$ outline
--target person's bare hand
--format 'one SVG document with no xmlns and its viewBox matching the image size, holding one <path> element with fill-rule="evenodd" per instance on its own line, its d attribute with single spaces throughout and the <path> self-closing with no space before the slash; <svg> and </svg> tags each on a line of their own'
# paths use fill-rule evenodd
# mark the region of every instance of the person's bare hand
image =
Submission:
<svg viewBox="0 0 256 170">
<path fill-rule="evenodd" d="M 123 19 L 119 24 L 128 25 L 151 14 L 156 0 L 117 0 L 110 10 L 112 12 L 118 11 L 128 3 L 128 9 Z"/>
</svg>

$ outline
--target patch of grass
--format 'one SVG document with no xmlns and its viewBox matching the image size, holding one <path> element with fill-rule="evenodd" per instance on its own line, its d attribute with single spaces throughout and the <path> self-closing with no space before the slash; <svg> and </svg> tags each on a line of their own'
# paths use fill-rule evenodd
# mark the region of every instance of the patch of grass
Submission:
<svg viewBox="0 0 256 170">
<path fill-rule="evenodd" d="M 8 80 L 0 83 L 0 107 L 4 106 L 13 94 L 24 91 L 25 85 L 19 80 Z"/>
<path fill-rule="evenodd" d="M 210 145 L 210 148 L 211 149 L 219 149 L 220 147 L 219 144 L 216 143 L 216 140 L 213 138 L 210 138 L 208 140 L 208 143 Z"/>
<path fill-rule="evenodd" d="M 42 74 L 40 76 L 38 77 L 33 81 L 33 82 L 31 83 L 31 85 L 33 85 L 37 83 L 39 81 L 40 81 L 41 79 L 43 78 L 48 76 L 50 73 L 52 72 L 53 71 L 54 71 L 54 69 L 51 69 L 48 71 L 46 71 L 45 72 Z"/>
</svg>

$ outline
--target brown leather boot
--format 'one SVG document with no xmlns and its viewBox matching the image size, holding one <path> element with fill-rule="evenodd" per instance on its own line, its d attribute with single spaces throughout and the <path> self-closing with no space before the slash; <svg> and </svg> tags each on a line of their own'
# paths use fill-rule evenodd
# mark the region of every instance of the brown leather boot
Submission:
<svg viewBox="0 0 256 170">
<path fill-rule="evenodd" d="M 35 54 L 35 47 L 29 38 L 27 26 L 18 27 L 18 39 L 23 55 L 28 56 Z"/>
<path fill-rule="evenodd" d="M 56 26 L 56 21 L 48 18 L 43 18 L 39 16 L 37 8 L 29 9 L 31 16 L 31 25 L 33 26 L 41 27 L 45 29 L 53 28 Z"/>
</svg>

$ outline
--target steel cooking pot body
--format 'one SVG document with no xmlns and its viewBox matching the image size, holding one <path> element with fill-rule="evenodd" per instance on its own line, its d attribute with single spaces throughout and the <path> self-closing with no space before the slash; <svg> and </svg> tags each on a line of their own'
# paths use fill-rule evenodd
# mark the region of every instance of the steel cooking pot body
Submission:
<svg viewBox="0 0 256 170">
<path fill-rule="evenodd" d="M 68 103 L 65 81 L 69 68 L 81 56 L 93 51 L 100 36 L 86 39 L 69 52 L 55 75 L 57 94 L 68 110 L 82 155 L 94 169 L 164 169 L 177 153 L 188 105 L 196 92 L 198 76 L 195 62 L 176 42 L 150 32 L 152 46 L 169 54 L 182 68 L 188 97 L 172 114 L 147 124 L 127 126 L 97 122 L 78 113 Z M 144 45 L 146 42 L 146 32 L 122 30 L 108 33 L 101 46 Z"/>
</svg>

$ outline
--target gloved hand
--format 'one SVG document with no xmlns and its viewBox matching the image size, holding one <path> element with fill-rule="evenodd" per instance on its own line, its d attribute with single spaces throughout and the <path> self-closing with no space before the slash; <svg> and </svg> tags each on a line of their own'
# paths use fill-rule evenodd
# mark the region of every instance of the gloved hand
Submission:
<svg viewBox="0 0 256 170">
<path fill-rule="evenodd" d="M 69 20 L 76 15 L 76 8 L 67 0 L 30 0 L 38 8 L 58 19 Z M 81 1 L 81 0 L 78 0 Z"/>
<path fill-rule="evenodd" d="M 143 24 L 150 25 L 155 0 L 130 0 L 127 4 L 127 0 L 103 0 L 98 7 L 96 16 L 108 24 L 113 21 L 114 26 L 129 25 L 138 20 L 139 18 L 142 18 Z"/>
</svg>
◆ ◆ ◆ ◆ ◆ ◆ ◆
-- Aim --
Go through all the items above and switch every "outline" to "segment", leaving everything else as it is.

-- Finished exercise --
$ segment
--target person's bare hand
--format 'one SVG document with no xmlns and its viewBox matching the image size, holding one <path> element with fill-rule="evenodd" per instance on its own line, its d attribute with single spaces throughout and the <path> self-closing with no space before the slash; <svg> and </svg> tags each on a line of their own'
# paths use fill-rule evenodd
# mark the region of every instance of the person's bare hand
image =
Submission:
<svg viewBox="0 0 256 170">
<path fill-rule="evenodd" d="M 123 19 L 119 24 L 128 25 L 151 14 L 156 0 L 117 0 L 110 10 L 112 12 L 118 11 L 128 3 L 128 9 Z"/>
</svg>

$ segment
--target patch of grass
--format 'one SVG document with no xmlns and its viewBox matching the image size, holding one <path> element with fill-rule="evenodd" per instance on its own line, its d attribute with single spaces throughout and the <path> self-closing with no space before the slash; <svg> and </svg> tags each on a line of their own'
# paths use fill-rule evenodd
# mark the region of every instance of the patch of grass
Submission:
<svg viewBox="0 0 256 170">
<path fill-rule="evenodd" d="M 8 80 L 0 83 L 0 107 L 4 106 L 13 94 L 24 91 L 25 85 L 19 80 Z"/>
<path fill-rule="evenodd" d="M 210 145 L 210 148 L 211 149 L 219 149 L 220 147 L 219 144 L 216 143 L 216 140 L 213 138 L 210 138 L 208 140 L 208 143 Z"/>
<path fill-rule="evenodd" d="M 42 74 L 40 76 L 38 77 L 33 81 L 33 82 L 31 83 L 31 85 L 33 85 L 37 83 L 39 81 L 40 81 L 41 79 L 43 78 L 48 76 L 50 73 L 52 72 L 53 71 L 54 71 L 54 69 L 51 69 L 48 71 L 46 71 L 45 72 Z"/>
</svg>

$ segment
--target brown leather boot
--format 'one SVG document with no xmlns and its viewBox matching the image size, holding one <path> element with fill-rule="evenodd" per instance on its own line, its d attribute with single spaces throughout and the <path> self-closing with no space before the slash; <svg> and </svg> tags each on a line of their own'
# paths use fill-rule evenodd
# mark the region of every instance of the brown leather boot
Submission:
<svg viewBox="0 0 256 170">
<path fill-rule="evenodd" d="M 35 54 L 35 47 L 29 38 L 27 26 L 18 27 L 18 39 L 23 55 L 28 56 Z"/>
<path fill-rule="evenodd" d="M 56 26 L 56 21 L 48 18 L 43 18 L 39 16 L 37 8 L 29 9 L 31 16 L 31 25 L 33 26 L 41 27 L 45 29 L 53 28 Z"/>
</svg>

$ segment
--target steel cooking pot body
--format 'one SVG document with no xmlns and its viewBox matching the image size, holding one <path> element with fill-rule="evenodd" per instance on its own line, its d attribute with single spaces throughout and the <path> self-closing with no space before the slash; <svg> and </svg> tags each on a line of their own'
# paths use fill-rule evenodd
# mark the region of every instance of the steel cooking pot body
Submission:
<svg viewBox="0 0 256 170">
<path fill-rule="evenodd" d="M 68 103 L 65 81 L 69 68 L 81 56 L 93 51 L 100 36 L 86 39 L 69 52 L 55 75 L 57 94 L 68 110 L 82 155 L 94 169 L 164 169 L 177 153 L 188 105 L 196 92 L 198 76 L 195 62 L 176 42 L 150 32 L 152 46 L 169 54 L 182 68 L 188 97 L 172 114 L 147 124 L 127 126 L 97 122 L 78 113 Z M 144 45 L 146 42 L 146 32 L 122 30 L 108 33 L 101 46 Z"/>
</svg>

$ segment
--target gloved hand
--format 'one SVG document with no xmlns and its viewBox matching the image size, holding one <path> element with fill-rule="evenodd" per instance on its own line, its d attribute with single spaces throughout and the <path> self-closing with no space before the slash; <svg> and </svg> tags each on a line of their own'
# paths use fill-rule evenodd
# mark the region of every instance of the gloved hand
Submission:
<svg viewBox="0 0 256 170">
<path fill-rule="evenodd" d="M 69 20 L 76 15 L 76 8 L 67 0 L 30 0 L 38 8 L 58 19 Z M 81 1 L 81 0 L 78 0 Z"/>
<path fill-rule="evenodd" d="M 143 24 L 150 25 L 155 0 L 130 0 L 127 4 L 127 0 L 103 0 L 98 7 L 96 16 L 108 24 L 113 21 L 114 26 L 129 25 L 138 20 L 139 18 L 142 18 Z"/>
</svg>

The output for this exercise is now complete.